### Entries shown
++++++
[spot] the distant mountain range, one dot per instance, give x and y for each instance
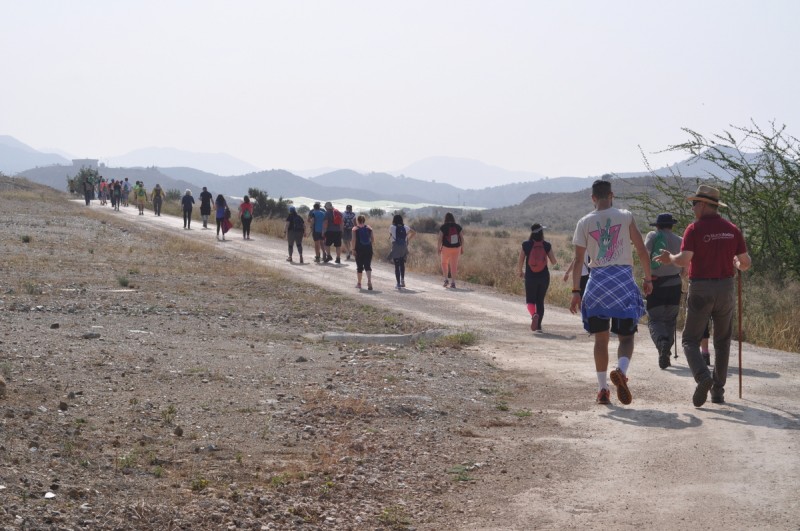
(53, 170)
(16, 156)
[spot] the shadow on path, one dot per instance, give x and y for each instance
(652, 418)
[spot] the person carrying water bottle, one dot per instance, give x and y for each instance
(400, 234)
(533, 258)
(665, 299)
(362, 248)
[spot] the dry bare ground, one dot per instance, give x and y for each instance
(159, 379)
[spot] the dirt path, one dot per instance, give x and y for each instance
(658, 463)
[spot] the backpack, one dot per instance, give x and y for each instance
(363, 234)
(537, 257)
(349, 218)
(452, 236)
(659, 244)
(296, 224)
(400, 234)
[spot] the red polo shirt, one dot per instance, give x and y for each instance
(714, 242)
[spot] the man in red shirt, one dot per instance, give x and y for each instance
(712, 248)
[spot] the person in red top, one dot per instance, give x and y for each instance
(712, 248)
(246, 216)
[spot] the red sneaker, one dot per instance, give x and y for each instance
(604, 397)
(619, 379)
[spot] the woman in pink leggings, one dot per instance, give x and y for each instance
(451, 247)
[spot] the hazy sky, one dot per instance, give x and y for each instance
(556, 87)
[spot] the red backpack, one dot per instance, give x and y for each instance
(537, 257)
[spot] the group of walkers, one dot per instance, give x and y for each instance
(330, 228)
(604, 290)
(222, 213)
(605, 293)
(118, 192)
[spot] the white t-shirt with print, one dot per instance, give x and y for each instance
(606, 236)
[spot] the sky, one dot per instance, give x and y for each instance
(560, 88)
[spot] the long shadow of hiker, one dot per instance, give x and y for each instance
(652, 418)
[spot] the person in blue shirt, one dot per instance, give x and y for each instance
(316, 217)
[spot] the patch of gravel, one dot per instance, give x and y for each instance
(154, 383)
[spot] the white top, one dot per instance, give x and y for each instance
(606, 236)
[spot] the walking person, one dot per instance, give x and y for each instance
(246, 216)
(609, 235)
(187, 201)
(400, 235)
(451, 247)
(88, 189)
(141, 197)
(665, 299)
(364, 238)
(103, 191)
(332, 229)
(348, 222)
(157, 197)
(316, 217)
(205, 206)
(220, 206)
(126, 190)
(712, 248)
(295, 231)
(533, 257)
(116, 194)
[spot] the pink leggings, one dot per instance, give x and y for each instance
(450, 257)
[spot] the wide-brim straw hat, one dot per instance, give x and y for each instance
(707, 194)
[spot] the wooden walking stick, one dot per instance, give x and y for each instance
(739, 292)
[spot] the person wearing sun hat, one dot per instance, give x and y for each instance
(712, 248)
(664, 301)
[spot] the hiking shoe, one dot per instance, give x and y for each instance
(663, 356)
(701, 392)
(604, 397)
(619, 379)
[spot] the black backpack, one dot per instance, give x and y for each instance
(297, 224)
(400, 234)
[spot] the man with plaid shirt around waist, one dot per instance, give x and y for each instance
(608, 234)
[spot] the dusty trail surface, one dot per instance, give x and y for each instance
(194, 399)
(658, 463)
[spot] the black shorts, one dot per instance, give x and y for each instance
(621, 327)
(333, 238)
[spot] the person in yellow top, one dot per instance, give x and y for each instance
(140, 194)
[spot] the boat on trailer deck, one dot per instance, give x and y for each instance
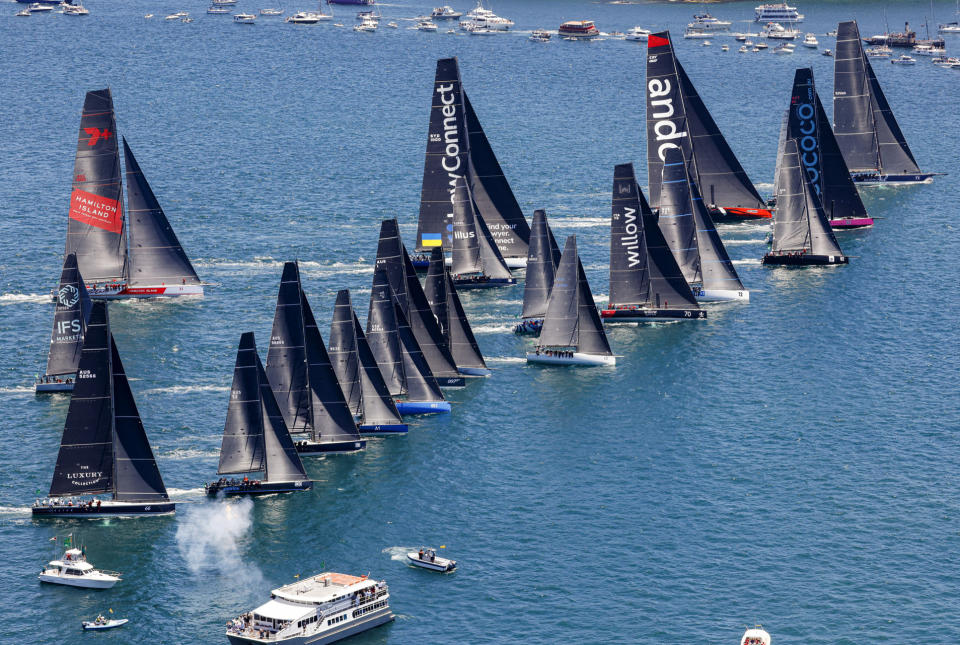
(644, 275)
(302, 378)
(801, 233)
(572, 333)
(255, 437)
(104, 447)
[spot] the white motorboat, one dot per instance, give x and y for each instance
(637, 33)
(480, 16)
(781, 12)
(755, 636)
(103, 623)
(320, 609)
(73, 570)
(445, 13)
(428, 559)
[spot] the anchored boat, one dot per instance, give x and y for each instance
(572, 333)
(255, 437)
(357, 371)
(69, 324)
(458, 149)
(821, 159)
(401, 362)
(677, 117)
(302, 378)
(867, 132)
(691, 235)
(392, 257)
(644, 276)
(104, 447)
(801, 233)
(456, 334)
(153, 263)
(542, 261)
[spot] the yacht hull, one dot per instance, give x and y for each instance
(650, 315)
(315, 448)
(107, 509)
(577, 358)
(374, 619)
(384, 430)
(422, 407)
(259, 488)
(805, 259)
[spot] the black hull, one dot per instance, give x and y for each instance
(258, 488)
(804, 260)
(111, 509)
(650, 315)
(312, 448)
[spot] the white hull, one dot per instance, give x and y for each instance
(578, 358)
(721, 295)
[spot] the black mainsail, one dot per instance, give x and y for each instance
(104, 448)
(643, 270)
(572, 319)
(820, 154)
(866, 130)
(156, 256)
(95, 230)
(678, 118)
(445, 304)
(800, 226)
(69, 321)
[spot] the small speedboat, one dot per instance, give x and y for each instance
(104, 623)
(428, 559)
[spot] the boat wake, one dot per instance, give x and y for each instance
++++++
### Goal
Starting with the line that contains "[spot] the person in yellow" and going on through the end of the records, rewrite those lines as a numbered list, skipping blank lines and leaving out the pictures.

### Full solution
1. [spot] the person in yellow top, one dot per instance, give x and y for each instance
2. (140, 194)
3. [spot] the boat on trailer deck, one dot per instance, give x and y for each instance
4. (644, 275)
5. (302, 378)
6. (801, 233)
7. (572, 333)
8. (255, 437)
9. (104, 447)
10. [spot] the white motorboat, one dot per instance, give x and y for each instance
11. (637, 33)
12. (480, 16)
13. (781, 12)
14. (755, 636)
15. (103, 623)
16. (320, 609)
17. (73, 570)
18. (445, 13)
19. (428, 559)
20. [spot] the anchored boat, one dot per instance, give x and y for each instance
21. (572, 333)
22. (255, 437)
23. (357, 371)
24. (69, 324)
25. (458, 149)
26. (821, 159)
27. (401, 362)
28. (677, 117)
29. (302, 378)
30. (867, 132)
31. (691, 235)
32. (392, 257)
33. (644, 276)
34. (104, 447)
35. (801, 233)
36. (456, 334)
37. (153, 263)
38. (542, 261)
39. [spot] the yacht hull, one dot per instance, give x and y for each instance
40. (650, 315)
41. (315, 448)
42. (107, 509)
43. (577, 358)
44. (374, 619)
45. (384, 430)
46. (422, 407)
47. (259, 488)
48. (805, 259)
49. [spot] the black hull, one dot per instance, give x and y for each instance
50. (258, 488)
51. (804, 260)
52. (111, 509)
53. (650, 315)
54. (312, 448)
55. [spot] the white hull, one dot per instance, give x and y for each instance
56. (578, 358)
57. (721, 295)
58. [spot] the black mainsail, one dot per instance, give x and y for each instance
59. (104, 448)
60. (643, 270)
61. (572, 319)
62. (820, 154)
63. (866, 130)
64. (156, 256)
65. (95, 230)
66. (678, 118)
67. (445, 304)
68. (800, 226)
69. (69, 321)
70. [spot] the small speedboat, one dot per instance, give x and y for each instance
71. (104, 623)
72. (428, 559)
73. [spot] the boat wake, one dot per instance, give x and y for each instance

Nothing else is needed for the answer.